PROVIDED TEXT:
----

Archive for the 'Urban Wildlife Biologists' Category

The Ecosystem Functions of Wildlife

Thursday, September 21st, 2017
Bobcats serve an ecosystem function.

Bobcats serve an ecosystem function.

This is Passport to Texas

Golf courses, cemeteries, creeks, parks and greenbelts, all common in urban areas, provide habitat for wildlife.

In a typical greenbelt [for example], you’ll find owls and hawks and songbirds and lizards and snakes and coyotes and bobcats. And all of those put together form a functional ecosystem that only exists in those urban areas.

Richard Heilbrun is team lead for the urban wildlife technical guidance program. These biologists work with communities to ensure humans and wildlife coexist comfortably.

----

WORK ORDER: Say whether each statement agrees with the text on the ecosystem functions of wildlife, answering yes or no and quoting the words of the text that decide it: (a) Cemeteries are among the urban places that provide habitat for wildlife. (b) Richard Heilbrun is team lead for the urban wildlife technical guidance program. (c) The functional ecosystem formed in a greenbelt is also found outside urban areas. Answer using only the text about the ecosystem functions of wildlife.

DATASET RECORDS:

----

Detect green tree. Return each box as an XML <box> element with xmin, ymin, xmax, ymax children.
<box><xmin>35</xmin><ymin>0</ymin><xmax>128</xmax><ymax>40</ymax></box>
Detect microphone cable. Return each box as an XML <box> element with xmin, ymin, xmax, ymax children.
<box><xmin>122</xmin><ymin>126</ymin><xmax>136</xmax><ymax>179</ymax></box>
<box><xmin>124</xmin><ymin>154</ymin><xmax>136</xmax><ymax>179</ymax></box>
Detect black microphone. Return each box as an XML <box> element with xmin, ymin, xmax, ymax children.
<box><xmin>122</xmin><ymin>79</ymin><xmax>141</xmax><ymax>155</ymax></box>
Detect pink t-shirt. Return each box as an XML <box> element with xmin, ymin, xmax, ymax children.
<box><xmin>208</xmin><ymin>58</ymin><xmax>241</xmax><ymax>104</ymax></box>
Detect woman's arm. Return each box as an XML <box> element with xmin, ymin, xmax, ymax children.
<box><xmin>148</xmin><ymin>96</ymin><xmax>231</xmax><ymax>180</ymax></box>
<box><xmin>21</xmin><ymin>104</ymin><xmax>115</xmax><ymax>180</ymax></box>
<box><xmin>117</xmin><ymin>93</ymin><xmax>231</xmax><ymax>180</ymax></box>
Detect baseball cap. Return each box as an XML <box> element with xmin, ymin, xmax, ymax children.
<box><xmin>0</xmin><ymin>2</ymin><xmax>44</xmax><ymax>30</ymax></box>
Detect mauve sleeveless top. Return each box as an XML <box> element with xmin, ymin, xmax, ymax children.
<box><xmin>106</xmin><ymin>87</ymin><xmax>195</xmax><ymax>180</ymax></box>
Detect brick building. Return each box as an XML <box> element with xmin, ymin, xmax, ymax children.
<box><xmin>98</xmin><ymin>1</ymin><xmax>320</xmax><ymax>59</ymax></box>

----

PROBLEM SOLUTION:
(a) Yes: "Golf courses, cemeteries, creeks, parks and greenbelts, all common in urban areas, provide habitat for wildlife."
(b) Yes: "Richard Heilbrun is team lead for the urban wildlife technical guidance program."
(c) No: "form a functional ecosystem that only exists in those urban areas."